Task requirements:
Retype the records from the line with "Quick check: Given the image above, locate every rocky" up to and including the line with "188, 0, 270, 78", keeping every character the same.

Given data:

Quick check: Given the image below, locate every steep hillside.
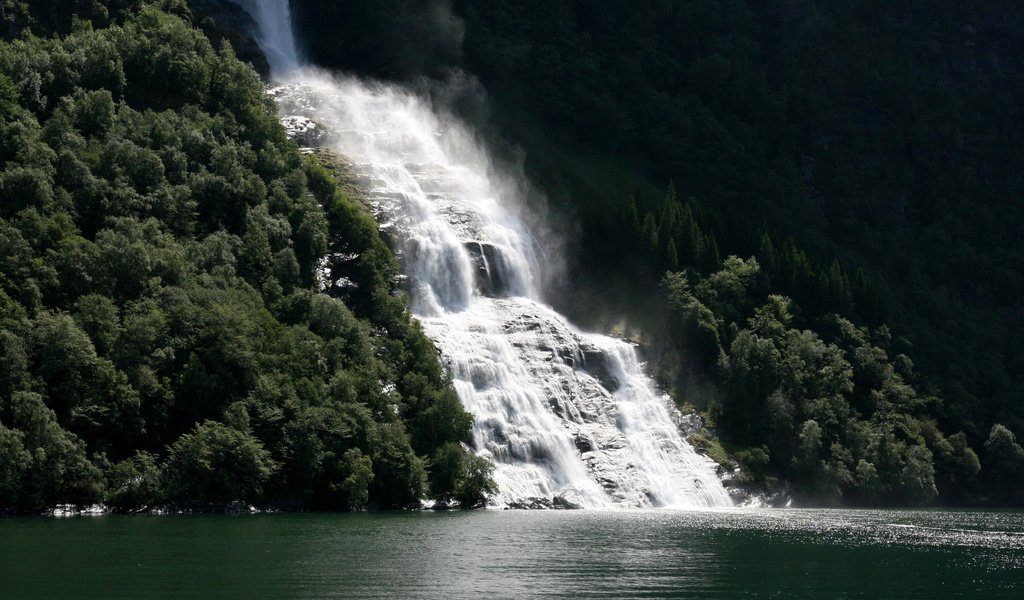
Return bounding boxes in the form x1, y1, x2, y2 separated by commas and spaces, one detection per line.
0, 1, 488, 511
294, 0, 1024, 502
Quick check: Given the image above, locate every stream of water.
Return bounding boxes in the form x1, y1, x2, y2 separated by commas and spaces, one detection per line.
233, 0, 731, 508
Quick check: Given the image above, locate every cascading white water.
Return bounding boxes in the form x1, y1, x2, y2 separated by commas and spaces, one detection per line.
239, 0, 732, 507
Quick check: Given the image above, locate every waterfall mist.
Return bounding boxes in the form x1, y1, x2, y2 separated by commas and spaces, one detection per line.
240, 0, 731, 507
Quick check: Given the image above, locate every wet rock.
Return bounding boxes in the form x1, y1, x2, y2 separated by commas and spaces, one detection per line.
463, 242, 508, 298
281, 116, 327, 147
583, 348, 618, 392
506, 496, 583, 510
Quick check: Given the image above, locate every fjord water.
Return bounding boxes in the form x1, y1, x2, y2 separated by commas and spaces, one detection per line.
0, 509, 1024, 600
240, 0, 731, 508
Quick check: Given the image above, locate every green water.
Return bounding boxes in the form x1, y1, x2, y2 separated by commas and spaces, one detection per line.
0, 510, 1024, 599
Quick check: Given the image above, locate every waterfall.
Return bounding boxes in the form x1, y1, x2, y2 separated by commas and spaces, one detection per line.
239, 0, 732, 507
233, 0, 301, 79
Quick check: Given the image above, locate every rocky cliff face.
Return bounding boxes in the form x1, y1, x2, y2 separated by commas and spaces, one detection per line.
188, 0, 270, 78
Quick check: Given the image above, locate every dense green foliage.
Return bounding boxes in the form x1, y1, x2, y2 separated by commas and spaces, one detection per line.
0, 1, 493, 510
294, 0, 1024, 502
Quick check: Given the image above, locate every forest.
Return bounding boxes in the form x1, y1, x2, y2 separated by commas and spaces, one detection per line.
0, 1, 493, 512
0, 0, 1024, 512
293, 0, 1024, 504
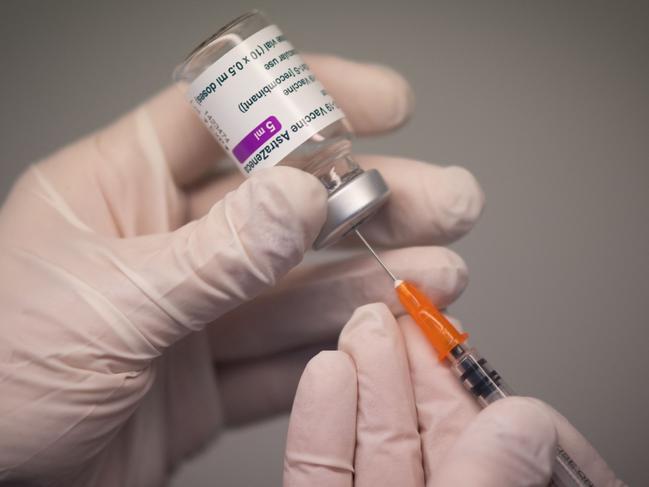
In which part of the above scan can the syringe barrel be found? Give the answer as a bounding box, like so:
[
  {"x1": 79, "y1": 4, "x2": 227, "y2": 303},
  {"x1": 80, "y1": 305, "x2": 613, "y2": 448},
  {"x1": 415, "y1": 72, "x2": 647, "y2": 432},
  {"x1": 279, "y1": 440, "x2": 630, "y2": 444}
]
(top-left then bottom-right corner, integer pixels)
[
  {"x1": 448, "y1": 345, "x2": 595, "y2": 487},
  {"x1": 448, "y1": 345, "x2": 513, "y2": 407}
]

Worked solution:
Quick check: Given the image above, locate every rocky cliff face.
Return bounding boxes in the form x1, y1, x2, y2 separated by commas and spaces, one detection per line.
188, 0, 270, 78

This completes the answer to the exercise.